* TASK INSTRUCTIONS:
A. Rewrite the paragraph in the walking mechanism passage that begins "The universal joint 91 comprises" as a short list, keeping its main facts.
B. Copy everything from "Fig. 3 shows" down to "universal joint 91." in the walking mechanism passage without changing a word.

* SUPPLIED PASSAGE:
..........

The universal joint 11 comprises two U-shaped forks 13 and 15 which are connected to each other via a cross 17 of two shafts 19 and 21 perpendicularly arranged and connected to each other in the middle. One of the fortks 13 is rotatably connected to the arm 7 and the other fork 15 is rigidly fixed to the other arm 9. Each bracket 3, 5 has two feet 23 - 29 which are positioned spaced apart in a direction transverse to the direction of movement D.
Fig. 2 shows a more extensive embodiment of the walking mechanism according to the invention. Like components to those in the embodiment shown in Fig. 1 are labelled using the same references.
In this walking mechanism 31 the brackets 33 and 35 each have two legs 37 - 43 which are each rotatable around a shaft 45 - 51 and connected to a shoulder element 53, 55. These shoulder elements form part of the brackets and are fitted to the arms.
Fig. 3 shows an extensive embodiment of the walking mechanism according to the invention and which is equipped with motors. This walking mechanism 61 also has two brackets 63 and 65. Each bracket has two legs 67 - 73 which are each rotatable around a shaft 75 - 81 and connected to a shoulder element 83, 85. These shoulder elements form part of the brackets and are fitted to straight arms 87 and 89 which are positioned at right angles to the shoulder elements. The free ends of the arms are connected to each other via a universal joint 91.
The universal joint 91 comprises two U-shaped forks 93 and 95 which are connected together via a cross of two shafts 97 and 99 which are at right angles to each other and arranged together. This walking mechanism 61 is equipped with three motors 101, 102, 103 for executing the necessary rotations for the movements. A first motor 101 is capable of rotating the fork 93 around the shaft 97 of the cross. A second motor 102 is capable of rotating the other fork 95 around the other shaft 99 of the cross. And a third motor 103 is capable of rotating the first bracket 63 around an imaginary axis 105 running parallel to the centre line of the first fork.
The walking mechanism 61 further includes further motors 107 - 113 which are capable of rotating the legs 67 - 73 around the shafts 75 - 81. The rotors of the further motors are fitted to the legs and the stators are fitted to the shoulder elements.
The walking mechanism is further to be equipped with a control unit (not shown) connected to the motors, which causes the motors to make the proper rotations and tailors the rotations of the motors to each other so as to achieve a smooth walking movement. The walking mechanism is also to be equipped with an energy source (batteries) or a terminal for an energy source to be connected to.
Figs. 4 A to 4F give a clarification of a cycle of the walking movement according to the invention. Fig. 4A diagrammatically shows an embodiment of the walking mechanism for a robot according to the invention. Like components to those in the embodiment shown in Fig. 2 are labelled using the same references.
The walking mechanism has two spaced apart front legs 37, 39 and two spaced apart rear legs 41, 43 at a distance to them. The front and rear legs are each connected near their top ends to a front or rear shoulder element 53, 55 respectively. The shoulder elements are mutually rotatable around two shafts 19, 21 arranged at an angle to each other.
The walking mechanism further includes a universal joint 11 having two forks 13, 15 which are rotatably connected to each other via a cross 17 of two shafts 19, 21 arranged at right angles to each other. A first one 13 of these forks is rotatably connected to a first shoulder element 53 and the second fork 15 is fitted to the other, second shoulder element 55.

..........

* INFORMATION SHOWN:
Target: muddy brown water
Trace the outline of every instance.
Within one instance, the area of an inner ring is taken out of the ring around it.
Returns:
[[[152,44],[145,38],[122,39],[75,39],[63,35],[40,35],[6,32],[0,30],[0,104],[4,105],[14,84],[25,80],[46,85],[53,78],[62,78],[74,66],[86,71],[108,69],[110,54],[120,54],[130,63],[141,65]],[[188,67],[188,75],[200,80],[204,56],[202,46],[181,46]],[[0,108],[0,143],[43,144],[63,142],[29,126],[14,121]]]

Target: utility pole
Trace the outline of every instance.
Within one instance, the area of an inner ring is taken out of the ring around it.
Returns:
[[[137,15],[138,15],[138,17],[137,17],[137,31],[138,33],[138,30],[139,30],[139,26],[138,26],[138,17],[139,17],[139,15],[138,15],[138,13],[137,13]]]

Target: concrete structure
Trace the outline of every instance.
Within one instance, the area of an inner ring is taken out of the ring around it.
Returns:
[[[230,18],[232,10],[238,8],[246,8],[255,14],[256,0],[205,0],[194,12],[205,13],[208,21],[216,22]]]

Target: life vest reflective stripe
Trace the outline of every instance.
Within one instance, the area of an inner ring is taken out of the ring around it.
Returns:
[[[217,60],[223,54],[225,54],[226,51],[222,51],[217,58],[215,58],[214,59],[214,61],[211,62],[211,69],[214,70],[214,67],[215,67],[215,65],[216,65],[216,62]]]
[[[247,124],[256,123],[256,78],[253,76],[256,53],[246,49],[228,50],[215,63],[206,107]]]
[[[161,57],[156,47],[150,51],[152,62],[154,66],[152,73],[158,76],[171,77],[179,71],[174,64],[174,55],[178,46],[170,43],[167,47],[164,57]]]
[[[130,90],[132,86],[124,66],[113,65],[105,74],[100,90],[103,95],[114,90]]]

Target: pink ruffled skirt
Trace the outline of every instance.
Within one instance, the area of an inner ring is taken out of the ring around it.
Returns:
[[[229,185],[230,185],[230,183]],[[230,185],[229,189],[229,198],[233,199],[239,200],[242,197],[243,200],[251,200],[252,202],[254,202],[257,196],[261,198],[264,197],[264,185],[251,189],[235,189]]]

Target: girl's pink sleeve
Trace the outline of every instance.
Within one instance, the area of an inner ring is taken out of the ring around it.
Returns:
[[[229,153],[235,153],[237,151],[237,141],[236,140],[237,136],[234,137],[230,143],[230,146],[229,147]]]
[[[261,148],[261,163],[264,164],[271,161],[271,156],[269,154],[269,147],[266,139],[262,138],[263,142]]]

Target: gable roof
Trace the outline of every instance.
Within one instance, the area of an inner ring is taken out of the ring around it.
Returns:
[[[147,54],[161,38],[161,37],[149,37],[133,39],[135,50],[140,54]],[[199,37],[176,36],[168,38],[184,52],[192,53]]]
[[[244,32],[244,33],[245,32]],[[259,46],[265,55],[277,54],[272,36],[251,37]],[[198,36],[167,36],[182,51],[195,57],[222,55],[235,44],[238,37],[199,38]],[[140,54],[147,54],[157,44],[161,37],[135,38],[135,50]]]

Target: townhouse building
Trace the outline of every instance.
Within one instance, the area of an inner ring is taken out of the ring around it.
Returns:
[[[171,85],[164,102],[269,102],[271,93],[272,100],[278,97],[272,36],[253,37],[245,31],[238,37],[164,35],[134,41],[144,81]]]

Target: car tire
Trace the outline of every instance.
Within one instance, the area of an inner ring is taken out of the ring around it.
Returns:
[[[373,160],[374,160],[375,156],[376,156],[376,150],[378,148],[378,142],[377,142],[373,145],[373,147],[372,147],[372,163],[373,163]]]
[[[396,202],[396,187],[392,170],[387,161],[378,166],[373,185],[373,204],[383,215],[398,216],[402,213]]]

..........

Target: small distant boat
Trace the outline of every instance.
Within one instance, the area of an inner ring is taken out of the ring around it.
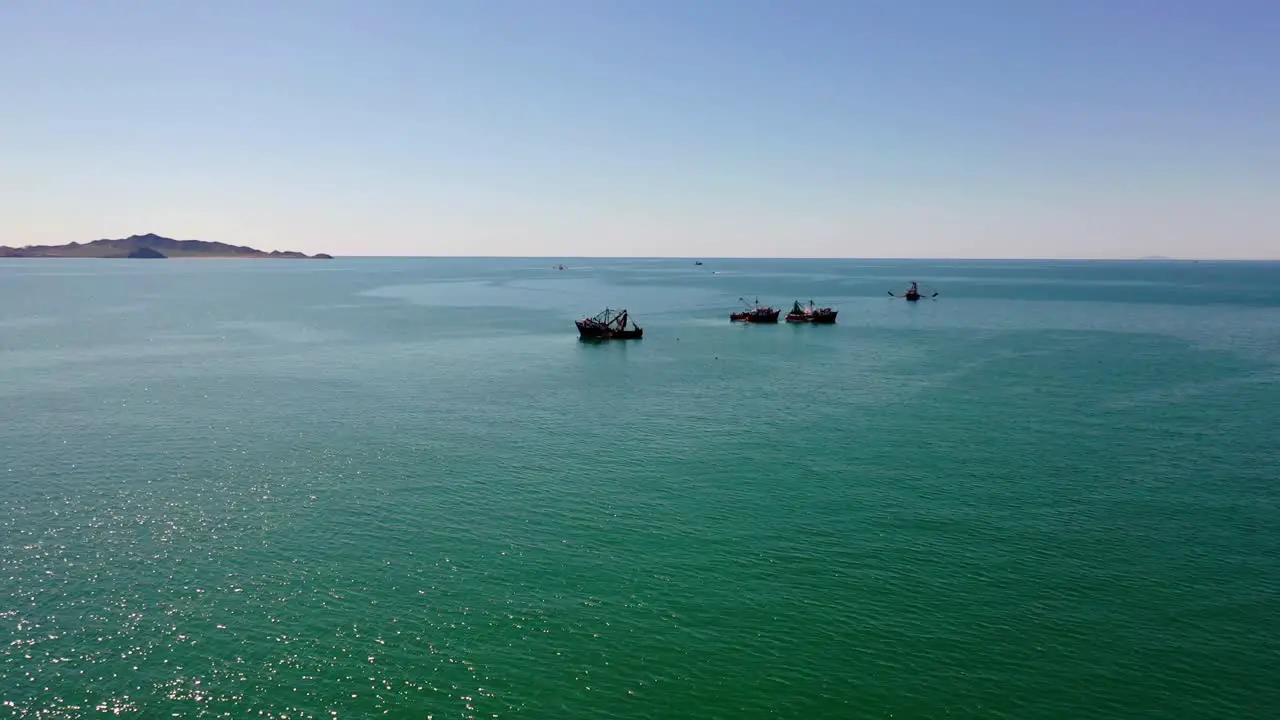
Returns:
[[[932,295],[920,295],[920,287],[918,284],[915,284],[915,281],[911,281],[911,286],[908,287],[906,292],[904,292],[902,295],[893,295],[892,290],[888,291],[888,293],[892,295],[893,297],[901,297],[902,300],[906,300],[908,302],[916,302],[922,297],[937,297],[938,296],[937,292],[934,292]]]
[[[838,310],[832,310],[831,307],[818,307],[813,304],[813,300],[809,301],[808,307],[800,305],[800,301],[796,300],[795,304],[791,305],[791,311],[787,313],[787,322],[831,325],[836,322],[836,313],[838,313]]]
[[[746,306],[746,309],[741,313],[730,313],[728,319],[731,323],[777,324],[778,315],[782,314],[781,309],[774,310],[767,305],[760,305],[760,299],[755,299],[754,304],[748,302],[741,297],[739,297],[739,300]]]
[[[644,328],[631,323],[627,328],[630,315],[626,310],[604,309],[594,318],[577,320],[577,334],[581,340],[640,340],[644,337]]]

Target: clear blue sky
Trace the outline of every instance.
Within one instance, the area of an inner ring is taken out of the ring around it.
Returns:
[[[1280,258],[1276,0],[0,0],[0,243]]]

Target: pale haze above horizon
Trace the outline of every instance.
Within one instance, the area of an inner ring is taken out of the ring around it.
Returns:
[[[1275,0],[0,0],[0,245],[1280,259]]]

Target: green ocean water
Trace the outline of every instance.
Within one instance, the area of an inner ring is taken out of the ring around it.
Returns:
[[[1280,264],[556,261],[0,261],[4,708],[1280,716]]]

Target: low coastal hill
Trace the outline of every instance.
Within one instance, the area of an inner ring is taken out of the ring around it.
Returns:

..........

* EXERCISE RESPONSES:
A.
- Universal joint 91: two U-shaped forks, 93 and 95, joined by a cross of two shafts, 97 and 99, at right angles to each other.
- Walking mechanism 61 has three motors, 101, 102 and 103, that perform the rotations needed for the movements.
  - Motor 101 rotates fork 93 around shaft 97.
  - Motor 102 rotates fork 95 around shaft 99.
  - Motor 103 rotates the first bracket 63 around an imaginary axis 105 that runs parallel to the center line of the first fork.

B.
Fig. 3 shows an extensive embodiment of the walking mechanism according to the invention and which is equipped with motors. This walking mechanism 61 also has two brackets 63 and 65. Each bracket has two legs 67 - 73 which are each rotatable around a shaft 75 - 81 and connected to a shoulder element 83, 85. These shoulder elements form part of the brackets and are fitted to straight arms 87 and 89 which are positioned at right angles to the shoulder elements. The free ends of the arms are connected to each other via a universal joint 91.